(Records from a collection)
********************

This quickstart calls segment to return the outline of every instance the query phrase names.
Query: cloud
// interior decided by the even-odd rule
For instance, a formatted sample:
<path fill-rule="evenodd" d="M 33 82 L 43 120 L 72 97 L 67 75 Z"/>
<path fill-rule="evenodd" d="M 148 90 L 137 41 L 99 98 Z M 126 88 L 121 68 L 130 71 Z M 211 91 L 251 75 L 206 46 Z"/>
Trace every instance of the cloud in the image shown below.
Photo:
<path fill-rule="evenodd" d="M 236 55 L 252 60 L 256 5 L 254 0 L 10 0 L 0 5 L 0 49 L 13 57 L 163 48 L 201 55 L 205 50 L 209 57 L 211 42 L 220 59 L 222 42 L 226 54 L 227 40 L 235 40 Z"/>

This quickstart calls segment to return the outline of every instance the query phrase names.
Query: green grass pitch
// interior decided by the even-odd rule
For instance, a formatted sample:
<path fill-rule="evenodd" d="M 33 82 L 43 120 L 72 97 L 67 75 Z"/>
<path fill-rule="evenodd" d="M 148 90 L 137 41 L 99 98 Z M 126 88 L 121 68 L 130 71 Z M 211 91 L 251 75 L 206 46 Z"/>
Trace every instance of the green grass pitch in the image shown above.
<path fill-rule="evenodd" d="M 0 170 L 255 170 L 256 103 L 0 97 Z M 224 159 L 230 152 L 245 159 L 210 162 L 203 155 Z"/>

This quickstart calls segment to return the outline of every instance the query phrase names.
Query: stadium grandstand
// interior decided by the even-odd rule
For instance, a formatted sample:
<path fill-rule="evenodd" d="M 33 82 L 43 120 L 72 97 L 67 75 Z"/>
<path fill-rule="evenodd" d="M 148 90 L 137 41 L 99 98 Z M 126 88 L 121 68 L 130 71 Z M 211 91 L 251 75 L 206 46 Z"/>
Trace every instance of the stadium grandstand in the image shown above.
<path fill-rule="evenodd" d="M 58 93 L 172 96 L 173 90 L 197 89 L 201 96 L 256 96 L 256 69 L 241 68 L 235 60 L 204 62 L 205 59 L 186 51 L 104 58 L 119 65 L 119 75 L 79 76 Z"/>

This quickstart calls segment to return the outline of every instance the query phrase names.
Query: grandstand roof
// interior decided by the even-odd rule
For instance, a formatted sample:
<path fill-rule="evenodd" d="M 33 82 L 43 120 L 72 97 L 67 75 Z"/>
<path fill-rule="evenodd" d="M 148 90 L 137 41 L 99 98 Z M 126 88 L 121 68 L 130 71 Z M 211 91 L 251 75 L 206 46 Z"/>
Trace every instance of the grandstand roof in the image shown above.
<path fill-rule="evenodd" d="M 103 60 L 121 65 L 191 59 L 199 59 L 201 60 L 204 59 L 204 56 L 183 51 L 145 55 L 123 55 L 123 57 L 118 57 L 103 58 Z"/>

********************

Identify each line in the preceding items that contains the string "above", and copy every such line in full.

* _Response to the exercise_:
Trace every instance of the green grass pitch in the image shown above.
Trace every instance of the stadium grandstand in the image shown above.
Trace every instance of the grandstand roof in the image shown above.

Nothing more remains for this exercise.